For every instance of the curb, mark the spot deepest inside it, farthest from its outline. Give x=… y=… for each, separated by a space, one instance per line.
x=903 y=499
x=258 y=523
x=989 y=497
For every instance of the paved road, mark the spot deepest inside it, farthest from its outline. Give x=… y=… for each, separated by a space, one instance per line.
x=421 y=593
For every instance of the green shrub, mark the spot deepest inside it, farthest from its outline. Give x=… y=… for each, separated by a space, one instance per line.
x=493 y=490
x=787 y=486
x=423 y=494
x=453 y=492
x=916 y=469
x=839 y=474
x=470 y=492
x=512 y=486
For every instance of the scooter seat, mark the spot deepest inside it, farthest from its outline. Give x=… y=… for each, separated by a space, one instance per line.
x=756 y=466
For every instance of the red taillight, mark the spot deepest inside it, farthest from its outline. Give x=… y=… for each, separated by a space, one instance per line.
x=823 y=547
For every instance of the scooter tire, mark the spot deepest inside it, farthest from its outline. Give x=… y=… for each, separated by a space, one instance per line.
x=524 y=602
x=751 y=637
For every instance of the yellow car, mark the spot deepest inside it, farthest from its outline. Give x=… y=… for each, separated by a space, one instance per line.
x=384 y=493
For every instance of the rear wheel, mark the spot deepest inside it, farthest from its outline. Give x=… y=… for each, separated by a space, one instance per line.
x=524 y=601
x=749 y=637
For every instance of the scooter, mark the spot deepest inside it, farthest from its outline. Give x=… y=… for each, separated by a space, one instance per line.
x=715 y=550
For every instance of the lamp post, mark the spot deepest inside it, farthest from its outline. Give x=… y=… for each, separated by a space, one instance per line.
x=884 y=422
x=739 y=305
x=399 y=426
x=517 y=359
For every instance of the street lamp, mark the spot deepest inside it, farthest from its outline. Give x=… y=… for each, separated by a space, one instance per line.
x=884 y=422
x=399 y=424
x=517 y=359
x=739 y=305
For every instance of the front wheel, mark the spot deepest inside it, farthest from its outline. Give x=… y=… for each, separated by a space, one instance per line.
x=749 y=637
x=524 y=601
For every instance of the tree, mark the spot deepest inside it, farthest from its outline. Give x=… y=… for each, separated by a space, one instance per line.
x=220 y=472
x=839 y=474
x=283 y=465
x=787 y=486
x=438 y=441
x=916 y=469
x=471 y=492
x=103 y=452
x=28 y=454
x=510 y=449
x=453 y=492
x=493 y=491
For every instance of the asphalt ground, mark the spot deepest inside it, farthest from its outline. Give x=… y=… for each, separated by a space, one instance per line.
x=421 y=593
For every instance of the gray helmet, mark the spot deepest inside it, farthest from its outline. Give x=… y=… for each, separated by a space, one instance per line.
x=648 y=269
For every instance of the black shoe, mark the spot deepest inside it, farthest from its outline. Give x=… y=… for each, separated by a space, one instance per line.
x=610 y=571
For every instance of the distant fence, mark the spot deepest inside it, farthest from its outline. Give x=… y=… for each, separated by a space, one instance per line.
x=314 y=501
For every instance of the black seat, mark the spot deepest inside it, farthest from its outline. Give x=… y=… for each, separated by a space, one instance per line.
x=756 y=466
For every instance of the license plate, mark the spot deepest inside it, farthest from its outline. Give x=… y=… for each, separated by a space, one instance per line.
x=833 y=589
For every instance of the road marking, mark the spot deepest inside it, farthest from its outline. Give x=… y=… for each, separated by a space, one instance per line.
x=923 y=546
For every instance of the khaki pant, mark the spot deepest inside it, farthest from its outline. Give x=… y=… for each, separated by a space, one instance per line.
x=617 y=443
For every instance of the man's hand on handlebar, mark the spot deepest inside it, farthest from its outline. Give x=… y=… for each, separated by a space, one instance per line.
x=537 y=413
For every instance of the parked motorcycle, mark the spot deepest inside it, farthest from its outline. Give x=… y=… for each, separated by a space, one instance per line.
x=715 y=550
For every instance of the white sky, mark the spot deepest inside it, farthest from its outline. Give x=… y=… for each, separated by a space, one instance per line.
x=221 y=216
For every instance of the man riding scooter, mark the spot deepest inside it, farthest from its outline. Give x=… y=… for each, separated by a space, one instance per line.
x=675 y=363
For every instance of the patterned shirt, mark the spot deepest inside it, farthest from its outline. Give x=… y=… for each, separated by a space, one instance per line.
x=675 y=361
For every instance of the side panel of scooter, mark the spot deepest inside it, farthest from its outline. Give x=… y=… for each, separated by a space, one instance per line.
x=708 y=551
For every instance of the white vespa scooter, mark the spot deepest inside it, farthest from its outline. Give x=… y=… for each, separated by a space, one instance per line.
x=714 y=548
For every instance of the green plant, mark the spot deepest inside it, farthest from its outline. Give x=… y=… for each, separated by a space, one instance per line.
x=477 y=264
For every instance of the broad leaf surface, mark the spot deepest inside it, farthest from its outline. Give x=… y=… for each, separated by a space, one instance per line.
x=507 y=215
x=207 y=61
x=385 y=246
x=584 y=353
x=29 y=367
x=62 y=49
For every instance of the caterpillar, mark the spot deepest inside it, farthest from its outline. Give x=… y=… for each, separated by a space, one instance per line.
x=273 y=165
**********
» Exercise brief: Rewrite all of the lines above, swapping "farthest from its outline" for "most distant from its edges" wherever it occurs and leaving every other word as it is.

» Output for this exercise:
For every instance of the curb, mark the spot deepest inside it, most distant from its edges. Give x=… y=… for each, separated by a space, one instance per line.
x=903 y=499
x=258 y=523
x=989 y=497
For every instance of the paved road, mark the spot deepest inside it, most distant from its edges. Give x=… y=… for each, separated by a space, one instance per line.
x=421 y=593
For every instance of the green shrub, mark the spot deepest inside it, most distant from its edges. Give x=… y=… for each, separated by a space, one instance per line.
x=493 y=490
x=787 y=486
x=423 y=494
x=453 y=492
x=916 y=469
x=839 y=474
x=470 y=492
x=512 y=486
For every instance of the scooter seat, mark the spot deepest inside it, most distant from its edges. Give x=… y=… for each, separated by a space, one instance per line.
x=756 y=466
For every instance of the red taillight, mark the spot deepest inside it, most distant from its edges. Give x=… y=… for each, separated by a space, one instance per line.
x=823 y=547
For every instance of the scooter tire, mark the spot deepest inside it, most distant from its edges. Give x=… y=… for each, separated by a space, one instance per line.
x=524 y=602
x=751 y=637
For every instance of the yellow car, mark the spot deepest inside it, most distant from its edges. Give x=… y=… for each, separated by a space, one instance per line.
x=384 y=493
For every instance of the rear wheel, mark the spot deepest inside it, most distant from its edges. Give x=… y=… for each, separated by a space, one instance per line.
x=524 y=601
x=749 y=637
For every instance of the scooter, mark the spot deepest inside it, most distant from its edges. Give x=… y=… for each, separated by a space, one instance per line.
x=715 y=550
For every instance of the lamp post, mark the spot deepest inside it, most distant from its edges. Give x=… y=… for each, separated by a space, one instance per line.
x=884 y=422
x=739 y=305
x=399 y=426
x=517 y=359
For every instance of the street lamp, mark the spot deepest inside it, most distant from its edges. Give x=… y=… for each, separated by a space, one instance per line.
x=884 y=422
x=399 y=424
x=517 y=359
x=739 y=305
For every instance of the front wheel, mark the spot deepest inside it, most distant from its edges. Give x=… y=… for each, separated by a space, one instance per line.
x=749 y=637
x=524 y=601
For every instance of the tree, mark the spot deepest inside it, most distant from its edges. Give x=… y=… for each, separated by a space, one instance per line.
x=220 y=472
x=839 y=474
x=283 y=465
x=787 y=486
x=438 y=441
x=916 y=469
x=471 y=492
x=103 y=452
x=28 y=454
x=510 y=449
x=453 y=492
x=493 y=491
For every instance of the asphalt ground, mark the spot deepest inside it, most distant from its edges. Give x=… y=… for each, separated by a space, one instance per line.
x=421 y=593
For every instance of the gray helmet, mark the spot deepest inside it, most distant from its edges. Give x=… y=… for each, separated by a space, one instance per line.
x=648 y=269
For every instance of the black shoe, mark the spot deepest inside it, most distant from its edges. Give x=… y=… for each, separated by a space, one instance per line.
x=610 y=571
For every instance of the distant fence, mark the spot deepest inside it, most distant from its edges. Give x=… y=… for each, separated by a space, one instance per line.
x=314 y=501
For every instance of the black seat, mark the spot deepest inside it, most distant from its edges. Give x=… y=… for each, separated by a space, one instance per line.
x=756 y=466
For every instance of the license plate, mark the spot deepest inside it, most distant from its edges. Give x=… y=… for each, separated by a space, one instance per line.
x=833 y=589
For every instance of the road marking, mark the spot deepest inside it, most distant from its edges. Give x=… y=… for each, separated by a space, one instance per line.
x=923 y=546
For every instance of the khaki pant, mark the spot deepest inside it, most distant from its edges. Give x=… y=… for each, separated by a space, one instance per line.
x=617 y=443
For every instance of the man's hand on handlebar, mark the spot deepest inside it, most distant from its edges. Give x=… y=… for each, separated by a space, one instance per line.
x=537 y=413
For every instance of the parked motorcycle, mark the spot deepest inside it, most distant from its edges. Give x=… y=… for each, separated by a space, one instance per line.
x=715 y=550
For every instance of the white sky, mark the spot deepest inside it, most distant from its edges. Give x=… y=… for each, separated by a space, one instance per line.
x=221 y=216
For every instance of the man riding scooter, mark the spot deepest inside it, most distant from its edges. Give x=… y=… for each, separated by a space, one instance per line.
x=675 y=363
For every instance of the patterned shirt, mark the spot deepest inside it, most distant from its edges. Give x=… y=… for each, separated by a space, one instance per line.
x=675 y=361
For every instance of the side panel of scooter, mark the spot deepest inside it, most distant from its edges. Give x=… y=… for each, separated by a space, one instance per line.
x=708 y=551
For every instance of the white vespa scooter, mark the spot deepest inside it, most distant from its edges. Give x=… y=… for each, separated by a space, one instance per line.
x=714 y=548
For every instance of the green plant, mark the spot deepest inside it, most distant from its edges. Give x=… y=… for each, separated by a space, one instance per line.
x=477 y=264
For every instance of the broad leaf surface, mark the spot deepest inside it, most distant from its edges. Give x=… y=… for each, separated by a space, one instance per line.
x=507 y=215
x=207 y=61
x=385 y=246
x=584 y=353
x=29 y=367
x=62 y=49
For every instance of the caterpillar, mark the spot deepest inside it, most distant from its edges. Give x=… y=… for each, separated by a space, one instance per line.
x=273 y=165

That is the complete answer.